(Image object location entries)

^^^^

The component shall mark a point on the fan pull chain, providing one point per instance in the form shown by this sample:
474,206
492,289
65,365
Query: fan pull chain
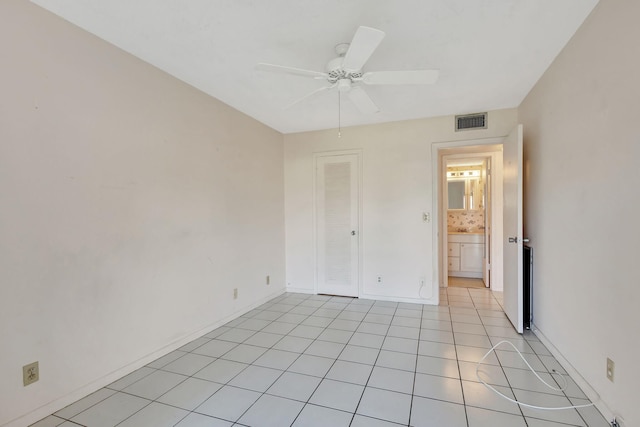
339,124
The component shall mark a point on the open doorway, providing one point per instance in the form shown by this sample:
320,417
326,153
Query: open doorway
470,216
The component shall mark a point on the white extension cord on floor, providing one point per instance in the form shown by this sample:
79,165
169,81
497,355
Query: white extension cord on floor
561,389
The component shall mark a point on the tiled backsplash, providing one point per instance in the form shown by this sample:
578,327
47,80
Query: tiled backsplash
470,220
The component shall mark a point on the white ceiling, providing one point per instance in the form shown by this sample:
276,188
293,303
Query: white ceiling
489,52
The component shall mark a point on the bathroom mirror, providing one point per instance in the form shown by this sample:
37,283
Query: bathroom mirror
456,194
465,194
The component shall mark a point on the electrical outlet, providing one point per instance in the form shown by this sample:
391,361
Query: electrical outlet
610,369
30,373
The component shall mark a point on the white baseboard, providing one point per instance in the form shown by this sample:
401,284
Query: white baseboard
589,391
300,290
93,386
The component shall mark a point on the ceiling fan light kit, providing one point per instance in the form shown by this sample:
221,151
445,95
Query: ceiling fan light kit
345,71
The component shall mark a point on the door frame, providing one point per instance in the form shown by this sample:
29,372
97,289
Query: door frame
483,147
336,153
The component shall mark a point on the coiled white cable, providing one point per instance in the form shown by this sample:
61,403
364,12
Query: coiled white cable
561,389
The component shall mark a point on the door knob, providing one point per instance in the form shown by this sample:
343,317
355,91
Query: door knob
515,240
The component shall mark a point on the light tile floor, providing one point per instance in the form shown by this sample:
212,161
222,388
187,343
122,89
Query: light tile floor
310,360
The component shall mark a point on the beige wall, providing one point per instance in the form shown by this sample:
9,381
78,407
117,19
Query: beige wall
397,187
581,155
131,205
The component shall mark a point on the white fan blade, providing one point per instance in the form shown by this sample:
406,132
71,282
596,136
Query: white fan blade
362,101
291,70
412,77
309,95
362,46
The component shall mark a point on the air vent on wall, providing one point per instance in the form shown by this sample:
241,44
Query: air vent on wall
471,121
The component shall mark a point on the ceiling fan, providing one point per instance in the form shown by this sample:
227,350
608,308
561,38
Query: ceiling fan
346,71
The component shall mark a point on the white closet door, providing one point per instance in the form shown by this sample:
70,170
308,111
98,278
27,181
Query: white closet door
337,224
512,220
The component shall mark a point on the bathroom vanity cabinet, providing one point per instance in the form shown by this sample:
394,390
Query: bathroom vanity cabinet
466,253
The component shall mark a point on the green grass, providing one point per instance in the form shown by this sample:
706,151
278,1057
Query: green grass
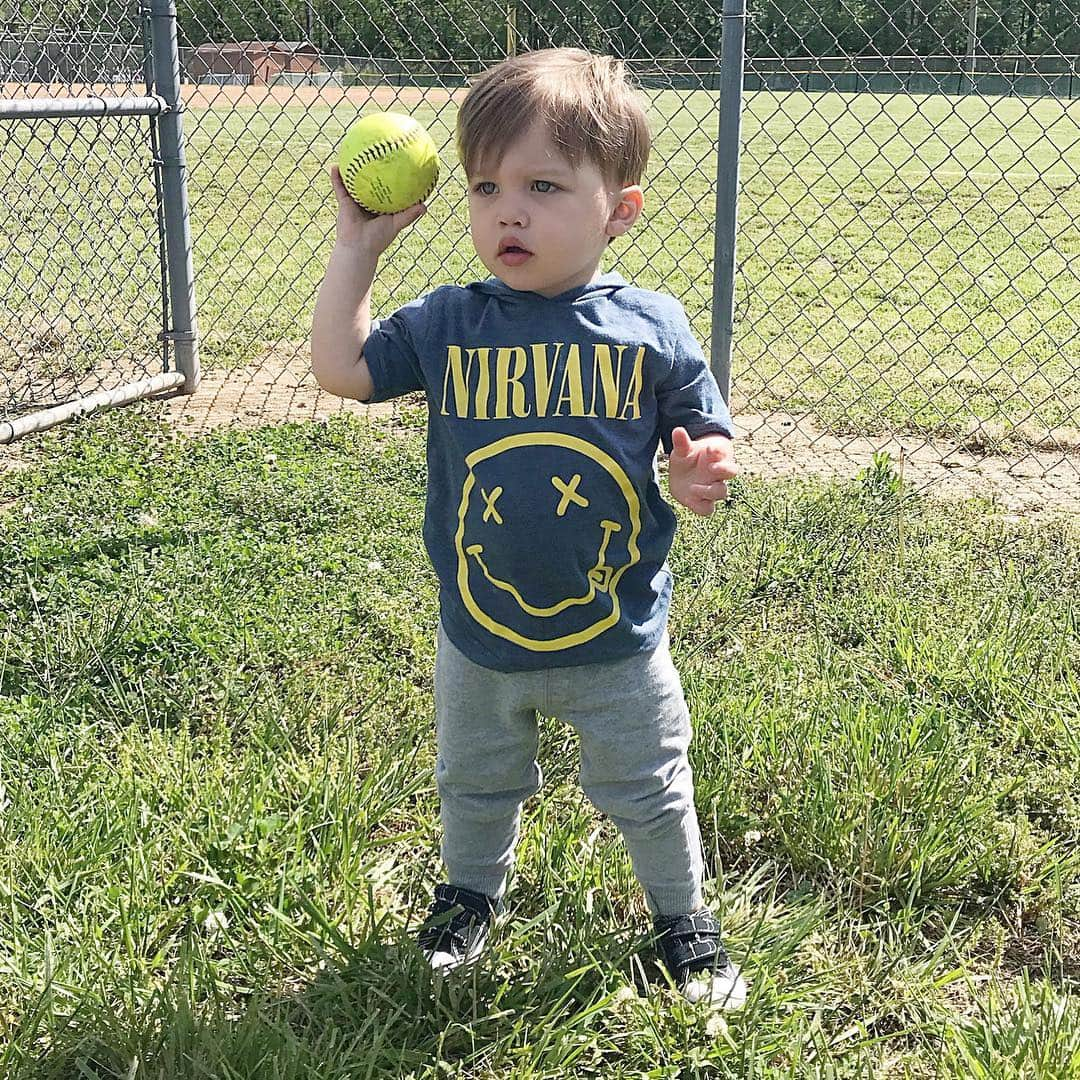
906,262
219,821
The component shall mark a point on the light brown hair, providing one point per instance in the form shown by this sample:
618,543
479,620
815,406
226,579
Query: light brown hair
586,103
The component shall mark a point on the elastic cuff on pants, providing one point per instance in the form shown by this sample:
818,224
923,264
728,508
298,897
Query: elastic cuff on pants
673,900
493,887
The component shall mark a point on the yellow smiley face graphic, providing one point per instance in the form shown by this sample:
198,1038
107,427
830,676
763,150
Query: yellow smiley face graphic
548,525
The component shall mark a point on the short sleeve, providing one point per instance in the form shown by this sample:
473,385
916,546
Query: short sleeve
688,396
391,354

^^^^

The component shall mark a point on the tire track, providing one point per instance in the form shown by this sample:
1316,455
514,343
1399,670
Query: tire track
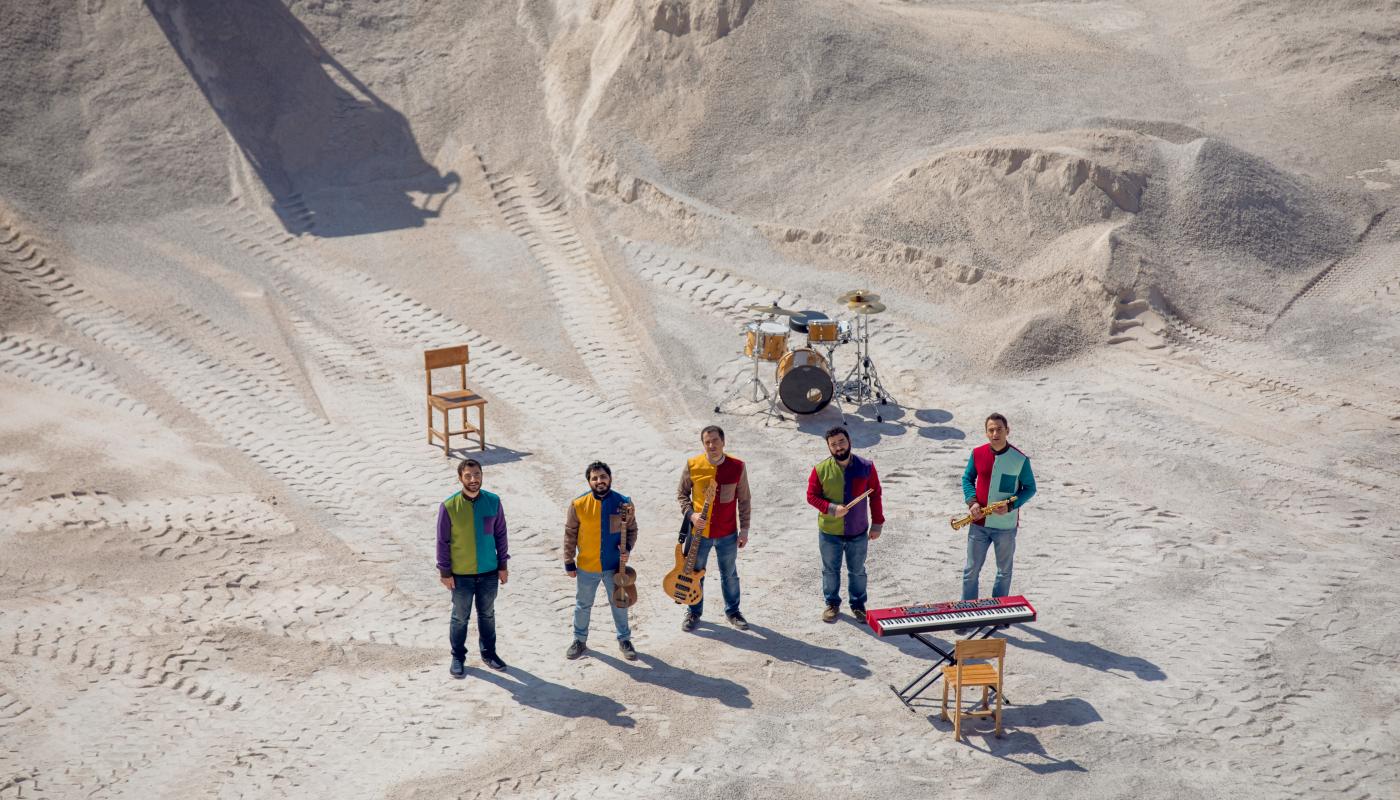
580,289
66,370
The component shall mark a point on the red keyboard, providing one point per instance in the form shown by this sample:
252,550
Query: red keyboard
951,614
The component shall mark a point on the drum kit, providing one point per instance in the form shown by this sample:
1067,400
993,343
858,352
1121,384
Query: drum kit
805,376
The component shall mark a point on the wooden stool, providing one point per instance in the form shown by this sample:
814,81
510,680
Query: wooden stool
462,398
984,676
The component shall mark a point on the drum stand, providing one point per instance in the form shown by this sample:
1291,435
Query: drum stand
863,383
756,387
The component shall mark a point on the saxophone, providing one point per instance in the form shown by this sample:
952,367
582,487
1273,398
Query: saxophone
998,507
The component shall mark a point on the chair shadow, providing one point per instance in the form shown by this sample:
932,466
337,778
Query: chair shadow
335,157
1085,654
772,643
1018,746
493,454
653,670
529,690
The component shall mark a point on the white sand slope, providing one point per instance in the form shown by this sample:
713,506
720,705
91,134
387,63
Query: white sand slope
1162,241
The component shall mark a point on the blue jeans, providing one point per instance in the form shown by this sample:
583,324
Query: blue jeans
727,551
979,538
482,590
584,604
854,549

^^^^

**What is required:** List every line above that contains the string "vanity", treating case as significant.

**Result below:**
The component shall mark a point on the bathroom vanity cabinet, providing one point per instance in the form shown by this sample:
Query: bathroom vanity cabinet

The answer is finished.